Exercise objective:
List every person the passage on pastoral imagination refers to by name.

Document excerpt:

After I got content, and after I learned the beautiful lessons from Iliff in classes like Race, Gender and Class, I found what I needed most was an imagination. I needed a pastoral imagination to see my life and who I am and what I could possibly do with my life.
Eugene Peterson was the first, in his book, to point me to what it means to develop an imagination for your career– for your vocation– for who you are. That helped me to see that what I got [at Iliff]… isn’t so easily boxed, I had to have an imagination for people too. It’s not this nice, neat box. I had to shape and form it. I had to be more patient to see that seed sprout and bloom in people’s lives.
Fredrickson refined his imagination while serving as youth pastor in Anaheim, California.
Best example is when I left [Iliff], I went to Anaheim United Methodist Church in California. They had a man there named Bob [not his real name], a classic blue-collar white mechanic.
Anaheim is Hispanic 90% Latino/Latina. The white flight from the neighborhood is huge in Southern California. Anaheim had been this stalwart in the 70’s but then everyone had moved away. The church had to face questions of diversity and what they were going to do.
Bob had lived in that neighborhood his entire life. He lived in the same house for 60 years. He had language that was super abrasive to me.
When I heard Bob’s language, I was faced with this pastoral imagination question right away. It was kind of like, Iliff taught me that you ought not say those things and my mom taught me that you shouldn’t say those things.
But the irony of Bob is that he listened to my sermons. He still showed up every week. I was mystified by him. I would think– we’re not on the same team.
Along those same lines, every time, four years in a row, I would take [the youth] on the Sierra Service Project where we served the elderly on Native American reservations. It’s such a wonderful educational experience because you don’t realize that there are pockets of America that are like Third World countries. The young people in the Shoshone tribes are able to move and get jobs but the elderly have to remain. They have terrible living conditions.
I brought the youth and we were able to do things like patch roofs that are raining in their living rooms and make handicap accessible ramps. This is when teenagers are able to see for the first time, here is the really ugly/beauty of the world.
Well, Bob was so concerned about us going every year. I would often think, “What’s going on in you? Don’t you realize that we’re ruining these kids for the rest of their lives [by making sure everyone can participate in this project]?”
That’s what good churches do, you know. We ruin people to see the world in all of its ugly multifaceted dimensions.
Bob would not only make sure that people who wanted to go would be able to go, he would pay large sums of cash for them to go and he didn’t have large sums of cash. He would also make sure that we had enough money to be able to get ice cream on the trip.
So that’s pastoral imagination. In my example, we don’t often get insight and understanding into spiritual formation inside human souls.
I don’t know what it’s like to be a mechanic for 40 years and hear a young pastor tell him he needs to stop his world view. But then something is growing in him– that mystery of that kingdom– that mystery of that love divine. Then he can say, “Even though my language is stuck and caught and all in tension with itself, my actions are bursting forward into something new and wonderful and beautiful.”
So, this makes me think, what if this is the nature of the world? This tension within us. This garden that wants to grow out of us us. But we pastors have to be patient because we can’t see it. We need to have an imagination that they may not speak “Iliffian” but that the tools you gain here can help you to sow those seeds and see them grow in real and powerful ways.
Pastoral imagination is huge. But you have to hold it playfully because in my twenties, I was so serious. I am going to change the world but no– then, I came to realize that changing myself is enough.

Entries shown:

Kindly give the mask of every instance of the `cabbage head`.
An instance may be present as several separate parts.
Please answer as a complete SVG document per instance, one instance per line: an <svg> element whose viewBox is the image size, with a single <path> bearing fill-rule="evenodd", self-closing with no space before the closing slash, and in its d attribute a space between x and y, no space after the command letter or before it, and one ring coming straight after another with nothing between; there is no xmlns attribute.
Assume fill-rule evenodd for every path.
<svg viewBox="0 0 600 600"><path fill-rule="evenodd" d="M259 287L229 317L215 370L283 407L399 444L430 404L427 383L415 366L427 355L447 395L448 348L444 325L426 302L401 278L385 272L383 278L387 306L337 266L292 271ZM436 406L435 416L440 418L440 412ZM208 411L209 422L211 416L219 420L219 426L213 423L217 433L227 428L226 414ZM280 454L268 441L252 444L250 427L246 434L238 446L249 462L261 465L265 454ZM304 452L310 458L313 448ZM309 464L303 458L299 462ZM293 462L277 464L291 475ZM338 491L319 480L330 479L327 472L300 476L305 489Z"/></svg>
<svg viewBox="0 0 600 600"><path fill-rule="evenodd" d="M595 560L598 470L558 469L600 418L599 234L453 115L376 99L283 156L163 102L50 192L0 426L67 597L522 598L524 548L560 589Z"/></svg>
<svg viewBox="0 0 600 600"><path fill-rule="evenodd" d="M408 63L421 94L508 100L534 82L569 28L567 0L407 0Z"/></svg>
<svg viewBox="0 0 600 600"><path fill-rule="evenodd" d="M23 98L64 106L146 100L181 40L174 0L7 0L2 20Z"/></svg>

Task result:
Eugene Peterson, Fredrickson, Bob